▼

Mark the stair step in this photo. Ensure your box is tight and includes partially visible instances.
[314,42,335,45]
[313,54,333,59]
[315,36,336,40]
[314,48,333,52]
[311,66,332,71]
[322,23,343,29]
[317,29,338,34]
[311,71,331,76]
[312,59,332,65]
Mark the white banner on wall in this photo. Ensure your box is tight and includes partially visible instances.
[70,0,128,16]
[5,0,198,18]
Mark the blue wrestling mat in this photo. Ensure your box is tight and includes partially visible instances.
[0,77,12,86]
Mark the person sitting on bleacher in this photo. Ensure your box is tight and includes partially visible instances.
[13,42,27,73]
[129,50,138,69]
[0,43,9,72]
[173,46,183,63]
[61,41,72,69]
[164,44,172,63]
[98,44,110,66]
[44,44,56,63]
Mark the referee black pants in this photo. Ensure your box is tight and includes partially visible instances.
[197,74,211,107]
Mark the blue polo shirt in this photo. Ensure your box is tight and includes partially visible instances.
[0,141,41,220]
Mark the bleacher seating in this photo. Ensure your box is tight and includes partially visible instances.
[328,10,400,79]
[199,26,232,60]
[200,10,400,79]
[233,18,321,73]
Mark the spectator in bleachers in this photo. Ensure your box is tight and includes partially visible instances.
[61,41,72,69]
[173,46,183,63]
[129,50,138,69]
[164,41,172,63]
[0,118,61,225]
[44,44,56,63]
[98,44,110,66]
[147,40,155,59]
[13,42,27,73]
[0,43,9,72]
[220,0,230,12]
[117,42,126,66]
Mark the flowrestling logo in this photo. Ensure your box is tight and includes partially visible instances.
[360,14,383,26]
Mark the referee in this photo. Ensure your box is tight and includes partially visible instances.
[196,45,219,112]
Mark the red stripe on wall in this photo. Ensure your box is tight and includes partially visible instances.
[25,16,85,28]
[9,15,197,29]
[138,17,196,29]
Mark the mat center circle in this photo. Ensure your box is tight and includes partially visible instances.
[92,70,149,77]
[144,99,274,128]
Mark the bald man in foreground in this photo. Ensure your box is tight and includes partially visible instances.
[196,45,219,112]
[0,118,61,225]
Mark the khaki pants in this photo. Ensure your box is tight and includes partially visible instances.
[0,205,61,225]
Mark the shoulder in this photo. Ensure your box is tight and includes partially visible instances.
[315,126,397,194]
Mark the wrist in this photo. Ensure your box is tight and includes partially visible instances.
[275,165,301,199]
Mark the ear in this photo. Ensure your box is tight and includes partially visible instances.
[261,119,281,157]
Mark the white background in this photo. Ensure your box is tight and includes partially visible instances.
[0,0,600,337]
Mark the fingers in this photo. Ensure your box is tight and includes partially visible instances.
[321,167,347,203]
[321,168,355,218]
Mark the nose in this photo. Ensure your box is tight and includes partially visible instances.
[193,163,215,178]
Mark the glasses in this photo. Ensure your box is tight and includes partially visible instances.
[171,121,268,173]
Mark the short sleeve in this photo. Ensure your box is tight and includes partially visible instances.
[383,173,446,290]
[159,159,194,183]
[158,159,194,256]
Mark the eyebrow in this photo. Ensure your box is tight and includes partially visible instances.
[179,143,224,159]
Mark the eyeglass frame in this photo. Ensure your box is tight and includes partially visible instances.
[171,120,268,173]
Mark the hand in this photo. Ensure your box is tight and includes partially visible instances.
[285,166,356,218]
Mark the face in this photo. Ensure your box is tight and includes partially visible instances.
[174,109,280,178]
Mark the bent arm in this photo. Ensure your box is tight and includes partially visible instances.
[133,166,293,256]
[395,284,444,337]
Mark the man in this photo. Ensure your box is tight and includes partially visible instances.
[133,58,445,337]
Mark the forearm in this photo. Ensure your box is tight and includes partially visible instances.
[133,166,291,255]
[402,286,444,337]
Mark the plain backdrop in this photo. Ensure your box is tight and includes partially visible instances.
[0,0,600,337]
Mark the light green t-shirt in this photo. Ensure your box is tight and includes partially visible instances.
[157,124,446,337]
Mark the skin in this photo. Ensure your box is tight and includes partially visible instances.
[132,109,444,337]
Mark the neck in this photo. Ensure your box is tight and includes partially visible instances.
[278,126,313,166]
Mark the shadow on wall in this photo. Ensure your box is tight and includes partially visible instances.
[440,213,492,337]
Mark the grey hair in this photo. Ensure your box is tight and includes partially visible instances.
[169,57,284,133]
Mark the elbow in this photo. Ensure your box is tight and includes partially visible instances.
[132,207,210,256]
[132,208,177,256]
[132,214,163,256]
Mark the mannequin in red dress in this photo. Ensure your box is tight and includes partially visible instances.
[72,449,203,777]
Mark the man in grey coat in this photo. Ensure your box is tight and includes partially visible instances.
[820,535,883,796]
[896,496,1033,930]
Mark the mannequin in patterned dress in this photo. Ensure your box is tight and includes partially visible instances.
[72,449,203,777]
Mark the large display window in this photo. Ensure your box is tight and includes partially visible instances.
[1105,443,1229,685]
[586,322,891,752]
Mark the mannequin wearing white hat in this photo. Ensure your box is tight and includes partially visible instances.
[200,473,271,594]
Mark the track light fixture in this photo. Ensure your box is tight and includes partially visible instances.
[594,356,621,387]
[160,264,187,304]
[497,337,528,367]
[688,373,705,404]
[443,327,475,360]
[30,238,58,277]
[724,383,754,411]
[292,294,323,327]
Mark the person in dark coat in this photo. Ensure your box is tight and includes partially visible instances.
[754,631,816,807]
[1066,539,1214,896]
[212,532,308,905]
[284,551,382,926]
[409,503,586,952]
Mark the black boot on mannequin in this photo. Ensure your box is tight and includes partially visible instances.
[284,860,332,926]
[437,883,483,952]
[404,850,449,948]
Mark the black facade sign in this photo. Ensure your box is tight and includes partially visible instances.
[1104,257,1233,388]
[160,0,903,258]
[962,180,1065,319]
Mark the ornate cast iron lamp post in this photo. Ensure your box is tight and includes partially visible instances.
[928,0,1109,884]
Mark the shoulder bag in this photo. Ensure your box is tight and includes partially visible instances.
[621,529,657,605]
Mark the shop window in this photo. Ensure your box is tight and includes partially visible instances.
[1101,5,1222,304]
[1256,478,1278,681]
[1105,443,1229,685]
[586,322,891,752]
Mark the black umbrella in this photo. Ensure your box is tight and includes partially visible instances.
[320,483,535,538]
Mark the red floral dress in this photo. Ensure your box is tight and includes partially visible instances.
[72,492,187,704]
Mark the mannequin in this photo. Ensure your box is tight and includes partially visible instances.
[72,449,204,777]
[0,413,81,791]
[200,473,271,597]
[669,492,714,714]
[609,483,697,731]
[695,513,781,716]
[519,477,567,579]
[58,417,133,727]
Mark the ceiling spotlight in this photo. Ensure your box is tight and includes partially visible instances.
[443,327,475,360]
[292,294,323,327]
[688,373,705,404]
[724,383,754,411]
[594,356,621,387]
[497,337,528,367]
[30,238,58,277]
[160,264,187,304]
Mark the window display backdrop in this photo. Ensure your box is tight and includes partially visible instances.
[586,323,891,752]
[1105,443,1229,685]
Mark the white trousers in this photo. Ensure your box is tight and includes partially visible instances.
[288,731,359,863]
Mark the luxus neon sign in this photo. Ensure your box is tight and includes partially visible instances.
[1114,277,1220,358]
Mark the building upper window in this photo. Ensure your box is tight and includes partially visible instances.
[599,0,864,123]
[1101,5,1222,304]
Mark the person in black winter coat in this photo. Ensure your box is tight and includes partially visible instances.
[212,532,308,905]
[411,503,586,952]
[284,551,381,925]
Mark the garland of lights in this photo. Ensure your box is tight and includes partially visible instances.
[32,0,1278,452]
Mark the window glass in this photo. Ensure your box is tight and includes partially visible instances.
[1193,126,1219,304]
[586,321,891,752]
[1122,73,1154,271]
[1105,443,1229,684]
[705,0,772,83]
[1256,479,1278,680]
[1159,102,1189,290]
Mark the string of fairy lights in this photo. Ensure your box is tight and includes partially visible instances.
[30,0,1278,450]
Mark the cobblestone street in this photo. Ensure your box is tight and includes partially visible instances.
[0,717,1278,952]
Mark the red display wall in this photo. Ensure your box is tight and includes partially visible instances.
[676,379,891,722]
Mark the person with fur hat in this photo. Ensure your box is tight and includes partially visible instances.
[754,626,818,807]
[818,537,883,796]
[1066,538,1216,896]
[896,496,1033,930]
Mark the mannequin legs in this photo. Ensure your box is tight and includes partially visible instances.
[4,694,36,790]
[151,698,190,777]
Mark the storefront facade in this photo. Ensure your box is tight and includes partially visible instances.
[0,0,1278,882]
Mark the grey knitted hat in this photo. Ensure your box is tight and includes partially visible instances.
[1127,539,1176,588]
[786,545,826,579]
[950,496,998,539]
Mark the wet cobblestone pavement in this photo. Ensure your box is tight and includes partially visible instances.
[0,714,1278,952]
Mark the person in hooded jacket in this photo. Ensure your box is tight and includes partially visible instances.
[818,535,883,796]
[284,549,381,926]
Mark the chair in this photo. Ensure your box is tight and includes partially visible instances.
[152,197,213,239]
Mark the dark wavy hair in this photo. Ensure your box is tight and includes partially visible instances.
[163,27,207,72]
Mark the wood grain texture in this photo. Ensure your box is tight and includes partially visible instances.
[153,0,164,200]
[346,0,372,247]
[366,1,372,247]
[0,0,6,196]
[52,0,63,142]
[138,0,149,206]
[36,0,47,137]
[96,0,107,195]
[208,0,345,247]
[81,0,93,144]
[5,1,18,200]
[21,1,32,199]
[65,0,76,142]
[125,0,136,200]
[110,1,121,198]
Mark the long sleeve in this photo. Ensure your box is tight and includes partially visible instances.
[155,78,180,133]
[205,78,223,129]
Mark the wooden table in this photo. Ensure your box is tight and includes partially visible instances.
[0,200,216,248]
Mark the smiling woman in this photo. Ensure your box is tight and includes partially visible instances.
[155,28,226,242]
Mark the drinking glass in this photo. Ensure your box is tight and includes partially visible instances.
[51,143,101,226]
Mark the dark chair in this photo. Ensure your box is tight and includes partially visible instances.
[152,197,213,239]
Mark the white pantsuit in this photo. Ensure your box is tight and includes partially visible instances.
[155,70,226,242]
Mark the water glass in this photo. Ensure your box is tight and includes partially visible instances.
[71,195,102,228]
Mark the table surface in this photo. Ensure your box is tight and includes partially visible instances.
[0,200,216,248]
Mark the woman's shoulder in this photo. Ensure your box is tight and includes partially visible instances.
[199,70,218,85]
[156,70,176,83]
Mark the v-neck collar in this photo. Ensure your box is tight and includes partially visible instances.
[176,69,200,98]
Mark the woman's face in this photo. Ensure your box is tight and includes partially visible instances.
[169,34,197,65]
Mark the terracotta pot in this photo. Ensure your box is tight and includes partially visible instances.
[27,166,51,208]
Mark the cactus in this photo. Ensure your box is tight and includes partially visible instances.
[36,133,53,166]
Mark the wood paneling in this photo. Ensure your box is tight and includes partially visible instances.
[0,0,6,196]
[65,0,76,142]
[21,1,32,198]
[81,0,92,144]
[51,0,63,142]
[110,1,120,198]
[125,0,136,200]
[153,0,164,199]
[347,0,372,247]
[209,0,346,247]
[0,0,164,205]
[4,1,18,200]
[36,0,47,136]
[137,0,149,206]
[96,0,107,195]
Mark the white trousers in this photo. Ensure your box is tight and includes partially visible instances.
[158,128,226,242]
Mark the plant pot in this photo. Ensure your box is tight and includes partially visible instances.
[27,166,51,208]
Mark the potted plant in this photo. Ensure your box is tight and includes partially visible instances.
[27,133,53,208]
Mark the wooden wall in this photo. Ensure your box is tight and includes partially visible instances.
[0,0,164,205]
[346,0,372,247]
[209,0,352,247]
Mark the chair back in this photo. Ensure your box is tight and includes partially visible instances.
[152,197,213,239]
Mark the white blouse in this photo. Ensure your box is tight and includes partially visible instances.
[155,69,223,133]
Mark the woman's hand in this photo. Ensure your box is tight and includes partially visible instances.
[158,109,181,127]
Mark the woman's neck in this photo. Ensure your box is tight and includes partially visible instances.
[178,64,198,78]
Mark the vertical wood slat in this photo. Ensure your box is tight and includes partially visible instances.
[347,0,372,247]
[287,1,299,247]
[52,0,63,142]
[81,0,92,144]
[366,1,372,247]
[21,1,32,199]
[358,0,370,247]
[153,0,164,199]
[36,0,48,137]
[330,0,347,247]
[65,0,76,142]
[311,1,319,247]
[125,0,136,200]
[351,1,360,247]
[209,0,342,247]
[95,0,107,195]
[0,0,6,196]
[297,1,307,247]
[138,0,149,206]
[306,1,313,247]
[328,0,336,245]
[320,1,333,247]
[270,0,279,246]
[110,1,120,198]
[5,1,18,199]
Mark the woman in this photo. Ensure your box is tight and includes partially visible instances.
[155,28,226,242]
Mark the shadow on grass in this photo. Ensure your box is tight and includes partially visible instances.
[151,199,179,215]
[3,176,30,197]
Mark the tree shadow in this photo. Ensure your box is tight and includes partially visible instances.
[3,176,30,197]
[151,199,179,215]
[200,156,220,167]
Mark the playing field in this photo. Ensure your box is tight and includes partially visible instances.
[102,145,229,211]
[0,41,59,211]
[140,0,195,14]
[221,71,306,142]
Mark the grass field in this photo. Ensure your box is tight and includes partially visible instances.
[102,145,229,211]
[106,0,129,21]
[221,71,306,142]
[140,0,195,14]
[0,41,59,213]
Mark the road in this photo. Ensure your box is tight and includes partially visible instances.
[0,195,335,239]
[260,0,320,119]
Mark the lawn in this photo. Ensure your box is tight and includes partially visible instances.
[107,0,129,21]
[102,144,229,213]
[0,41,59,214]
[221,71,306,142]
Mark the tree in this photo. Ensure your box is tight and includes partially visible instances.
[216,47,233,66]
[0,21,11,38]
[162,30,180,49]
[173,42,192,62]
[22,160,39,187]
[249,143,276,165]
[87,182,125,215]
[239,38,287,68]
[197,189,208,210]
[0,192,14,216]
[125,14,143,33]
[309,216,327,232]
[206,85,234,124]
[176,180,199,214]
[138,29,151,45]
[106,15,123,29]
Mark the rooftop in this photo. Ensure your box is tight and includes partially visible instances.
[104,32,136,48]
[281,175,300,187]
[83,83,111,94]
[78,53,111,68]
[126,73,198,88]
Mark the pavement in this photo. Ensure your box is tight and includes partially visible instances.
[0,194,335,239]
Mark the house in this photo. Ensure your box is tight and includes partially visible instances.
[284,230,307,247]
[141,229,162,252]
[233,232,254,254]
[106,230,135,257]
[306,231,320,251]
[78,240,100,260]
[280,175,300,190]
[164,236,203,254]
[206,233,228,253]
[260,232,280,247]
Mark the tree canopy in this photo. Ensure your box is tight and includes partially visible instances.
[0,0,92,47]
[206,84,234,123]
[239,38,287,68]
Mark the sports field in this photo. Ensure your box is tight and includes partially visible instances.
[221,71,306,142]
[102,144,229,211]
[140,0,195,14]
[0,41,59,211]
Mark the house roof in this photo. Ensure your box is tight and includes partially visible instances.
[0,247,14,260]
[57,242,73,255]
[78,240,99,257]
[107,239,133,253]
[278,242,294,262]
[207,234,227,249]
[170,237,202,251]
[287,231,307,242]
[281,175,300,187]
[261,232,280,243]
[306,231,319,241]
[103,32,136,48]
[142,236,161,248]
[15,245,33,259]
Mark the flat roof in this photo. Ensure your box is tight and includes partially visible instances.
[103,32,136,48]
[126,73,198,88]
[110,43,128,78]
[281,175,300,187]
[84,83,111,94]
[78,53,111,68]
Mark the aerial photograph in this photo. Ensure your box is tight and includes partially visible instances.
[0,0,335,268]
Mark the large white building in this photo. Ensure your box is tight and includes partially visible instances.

▲

Replace "cobblestone" with "brick" in the entries starting at the line containing "Mark the garland" and ending at the line containing "[0,714,1278,952]". Give only those lines again, with everything else left unchanged.

Answer.
Mark the garland of lights in this photo. Ensure your box is tight and includes partially visible instances.
[32,0,1278,452]
Mark the window glass in this photo. Ensure your box is tight and includes partially visible instances.
[1193,126,1219,304]
[586,321,891,752]
[1122,73,1154,271]
[1105,443,1229,684]
[705,0,772,83]
[1256,479,1278,680]
[1159,102,1189,290]
Mark the string of fairy lights in this photo. Ensure your box is tight and includes partially visible instances.
[30,0,1278,450]
Mark the brick street in this photo. Ensure your box is tight and includes partially visible instances.
[0,717,1278,952]
Mark the red display wall in this photo. Ensure your box is tight and includes partially visible instances.
[676,379,891,722]
Mark the person with fur hat in this photo. Ensure your box is tight and includes partially visible instances.
[754,626,818,807]
[818,537,883,796]
[1066,538,1216,896]
[896,496,1033,930]
Mark the mannequin legs in this photo. Ensure your box is tight and includes partially visible instances.
[4,694,36,790]
[151,698,190,777]
Mark the storefront facade in this photo. Ensure your box is tight and includes partially visible instances.
[0,0,1278,882]
Mark the grey knitted hat in this photo. Ensure your box is tight and includes partially visible instances.
[1127,539,1176,588]
[786,545,826,579]
[950,496,998,539]
Mark the wet brick pavement in this photo. Ensure your box is tight and includes partially visible instances.
[0,714,1278,952]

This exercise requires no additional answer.